■ Aim of the exercise
Please set down the line that contains "Where can the tent" and every line below it through the last, exactly as written, with no other lines.

Region pointing data

- Opening Delimiter -

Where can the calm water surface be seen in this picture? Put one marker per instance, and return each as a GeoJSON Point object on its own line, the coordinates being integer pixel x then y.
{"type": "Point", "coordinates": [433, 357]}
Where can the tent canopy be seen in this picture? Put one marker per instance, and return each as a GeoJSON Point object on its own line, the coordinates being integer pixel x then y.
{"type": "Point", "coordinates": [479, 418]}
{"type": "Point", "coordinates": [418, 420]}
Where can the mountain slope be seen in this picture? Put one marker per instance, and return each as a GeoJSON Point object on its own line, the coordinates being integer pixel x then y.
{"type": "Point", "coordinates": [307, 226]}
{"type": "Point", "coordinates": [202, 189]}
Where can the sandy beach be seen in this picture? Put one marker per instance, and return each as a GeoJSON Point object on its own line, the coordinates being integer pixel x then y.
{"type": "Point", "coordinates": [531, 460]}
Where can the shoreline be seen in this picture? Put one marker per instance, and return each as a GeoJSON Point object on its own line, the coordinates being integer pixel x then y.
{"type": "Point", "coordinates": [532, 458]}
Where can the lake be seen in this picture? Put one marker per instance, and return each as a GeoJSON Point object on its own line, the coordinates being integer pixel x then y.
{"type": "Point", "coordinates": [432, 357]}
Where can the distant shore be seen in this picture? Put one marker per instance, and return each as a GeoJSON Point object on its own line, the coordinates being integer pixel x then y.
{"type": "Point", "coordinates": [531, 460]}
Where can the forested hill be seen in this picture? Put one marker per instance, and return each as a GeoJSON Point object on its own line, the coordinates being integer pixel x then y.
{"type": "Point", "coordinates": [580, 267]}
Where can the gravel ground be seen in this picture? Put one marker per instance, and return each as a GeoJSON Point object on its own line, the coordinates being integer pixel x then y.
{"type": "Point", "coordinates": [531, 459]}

- Closing Delimiter -

■ Answer section
Where can the tent canopy be seen in this picture? Put one marker per instance, and return each as a GeoJSON Point object on its own line, the coordinates being integer pixel x then y.
{"type": "Point", "coordinates": [479, 418]}
{"type": "Point", "coordinates": [418, 420]}
Where can the mountain slope be seen in this picture? Put one marker per instance, and return each as a GeoJSON Point object on its own line, the coordinates being integer pixel x then y.
{"type": "Point", "coordinates": [307, 226]}
{"type": "Point", "coordinates": [202, 189]}
Where can the sandy beach be seen in this picture? Put one marker per instance, and return each as a GeoJSON Point object on its own line, the coordinates being integer pixel x then y.
{"type": "Point", "coordinates": [531, 460]}
Where can the shoreline be seen in this picture? Put one marker per instance, and return each as a GeoJSON Point object on its own line, the coordinates being integer pixel x then y.
{"type": "Point", "coordinates": [532, 458]}
Where can the lake be seen in this picture? Put one marker per instance, and return each as a GeoJSON Point object on its own line, the coordinates being integer pixel x then y.
{"type": "Point", "coordinates": [432, 357]}
Where can the distant shore be seen in this picture? Put one marker per instance, and return each as a GeoJSON Point object on its own line, the coordinates being integer pixel x then y.
{"type": "Point", "coordinates": [531, 460]}
Where can the forested hill be seen in this picture? Put one marker per instance, and return each as a GeoJSON Point object on its own line, the coordinates being integer pixel x then y.
{"type": "Point", "coordinates": [580, 267]}
Where can the gravel ground be seen in this picture? Put one marker per instance, and return each as a GeoJSON Point object on its own line, the coordinates being integer pixel x then y.
{"type": "Point", "coordinates": [531, 459]}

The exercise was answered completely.